— START PROVIDED MATERIAL —

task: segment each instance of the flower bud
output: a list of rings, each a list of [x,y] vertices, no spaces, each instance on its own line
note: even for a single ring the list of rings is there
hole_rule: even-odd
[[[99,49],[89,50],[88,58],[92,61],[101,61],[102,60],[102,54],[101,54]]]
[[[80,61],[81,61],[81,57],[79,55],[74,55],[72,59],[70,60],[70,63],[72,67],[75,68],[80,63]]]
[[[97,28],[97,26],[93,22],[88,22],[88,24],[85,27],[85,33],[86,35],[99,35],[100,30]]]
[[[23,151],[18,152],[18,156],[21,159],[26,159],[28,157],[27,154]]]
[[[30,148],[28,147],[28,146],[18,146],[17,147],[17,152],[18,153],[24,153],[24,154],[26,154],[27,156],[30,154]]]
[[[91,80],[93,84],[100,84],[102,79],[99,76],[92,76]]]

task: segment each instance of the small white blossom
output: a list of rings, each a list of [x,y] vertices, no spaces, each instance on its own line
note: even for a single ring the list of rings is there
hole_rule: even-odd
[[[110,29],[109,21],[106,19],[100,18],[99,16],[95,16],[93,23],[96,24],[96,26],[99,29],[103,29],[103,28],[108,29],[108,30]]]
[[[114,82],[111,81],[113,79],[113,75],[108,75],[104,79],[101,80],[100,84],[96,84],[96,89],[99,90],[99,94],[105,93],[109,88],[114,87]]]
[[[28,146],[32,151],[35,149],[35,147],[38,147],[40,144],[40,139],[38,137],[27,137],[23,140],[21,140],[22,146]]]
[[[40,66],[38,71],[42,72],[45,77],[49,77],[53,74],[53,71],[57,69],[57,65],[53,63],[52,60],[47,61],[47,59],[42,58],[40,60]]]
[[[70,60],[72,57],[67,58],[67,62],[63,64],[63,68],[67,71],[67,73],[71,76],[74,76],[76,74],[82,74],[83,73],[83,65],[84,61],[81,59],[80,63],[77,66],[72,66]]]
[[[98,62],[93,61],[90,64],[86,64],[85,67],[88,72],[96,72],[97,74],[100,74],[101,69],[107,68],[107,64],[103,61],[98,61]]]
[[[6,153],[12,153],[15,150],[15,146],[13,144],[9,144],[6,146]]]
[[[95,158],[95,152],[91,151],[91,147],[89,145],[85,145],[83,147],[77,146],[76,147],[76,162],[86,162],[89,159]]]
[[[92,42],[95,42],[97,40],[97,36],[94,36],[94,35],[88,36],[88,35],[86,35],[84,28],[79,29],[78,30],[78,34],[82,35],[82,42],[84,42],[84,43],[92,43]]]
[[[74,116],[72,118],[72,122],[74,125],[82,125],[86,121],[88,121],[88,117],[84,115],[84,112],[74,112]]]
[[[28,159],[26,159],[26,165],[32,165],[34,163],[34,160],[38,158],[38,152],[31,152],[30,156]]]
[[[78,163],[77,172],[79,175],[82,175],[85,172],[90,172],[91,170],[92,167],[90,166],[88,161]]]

— END PROVIDED MATERIAL —

* **GIVEN PROBLEM**
Return all of the records above word for word, with every line unchanged and in its original order.

* **RESPONSE BELOW**
task: segment each instance of the flower bud
output: a list of rings, each a list of [x,y] vertices, no spaces, each instance on its own line
note: even for a single ring the list of rings is there
hole_rule: even-odd
[[[99,49],[89,50],[88,58],[92,61],[101,61],[102,60],[102,54],[101,54]]]
[[[80,61],[81,61],[81,57],[79,55],[74,55],[72,59],[70,60],[70,63],[72,67],[75,68],[80,63]]]
[[[97,28],[97,26],[93,22],[88,22],[88,24],[85,27],[85,33],[86,35],[99,35],[100,30]]]
[[[23,151],[18,152],[18,156],[21,159],[26,159],[28,157],[27,154]]]
[[[30,148],[28,147],[28,146],[18,146],[17,147],[17,152],[18,153],[24,153],[24,154],[26,154],[27,156],[30,154]]]
[[[91,80],[93,84],[100,84],[102,79],[99,76],[92,76]]]

task: segment each instance of the small white blossom
output: a list of rings, each a list of [x,y] vertices, no spaces, each instance on its own line
note: even for a single ring the list of rings is there
hole_rule: even-odd
[[[110,29],[109,21],[106,19],[100,18],[99,16],[95,16],[93,23],[96,24],[96,26],[99,29],[103,29],[103,28],[108,29],[108,30]]]
[[[114,82],[111,81],[113,79],[113,75],[108,75],[104,79],[101,80],[100,84],[96,84],[96,89],[99,90],[99,94],[105,93],[109,88],[114,87]]]
[[[28,146],[32,151],[35,149],[35,147],[38,147],[40,144],[40,139],[38,137],[27,137],[23,140],[21,140],[22,146]]]
[[[40,66],[38,71],[42,72],[45,77],[49,77],[53,74],[53,71],[57,69],[57,65],[53,63],[52,60],[47,61],[47,59],[42,58],[40,60]]]
[[[70,60],[72,57],[67,58],[67,62],[63,64],[63,68],[67,71],[67,73],[71,76],[74,76],[76,74],[82,74],[83,73],[83,65],[84,61],[81,59],[80,63],[77,66],[72,66]]]
[[[98,62],[93,61],[90,64],[86,64],[85,67],[88,72],[96,72],[97,74],[100,74],[101,69],[107,68],[107,64],[103,61],[98,61]]]
[[[6,153],[12,153],[15,150],[15,146],[13,144],[9,144],[6,146]]]
[[[95,158],[95,152],[91,151],[91,147],[89,145],[85,145],[83,147],[77,146],[76,147],[76,162],[86,162],[89,159]]]
[[[92,42],[95,42],[97,40],[97,36],[94,36],[94,35],[88,36],[88,35],[86,35],[84,28],[79,29],[78,30],[78,34],[82,35],[82,42],[84,42],[84,43],[92,43]]]
[[[74,116],[72,118],[72,122],[74,125],[82,125],[86,121],[88,121],[88,117],[84,115],[84,112],[74,112]]]
[[[28,159],[26,159],[26,165],[32,165],[34,163],[34,160],[38,158],[38,152],[31,152],[30,156]]]
[[[78,163],[77,172],[79,175],[82,175],[85,172],[90,172],[91,170],[92,167],[90,166],[88,161]]]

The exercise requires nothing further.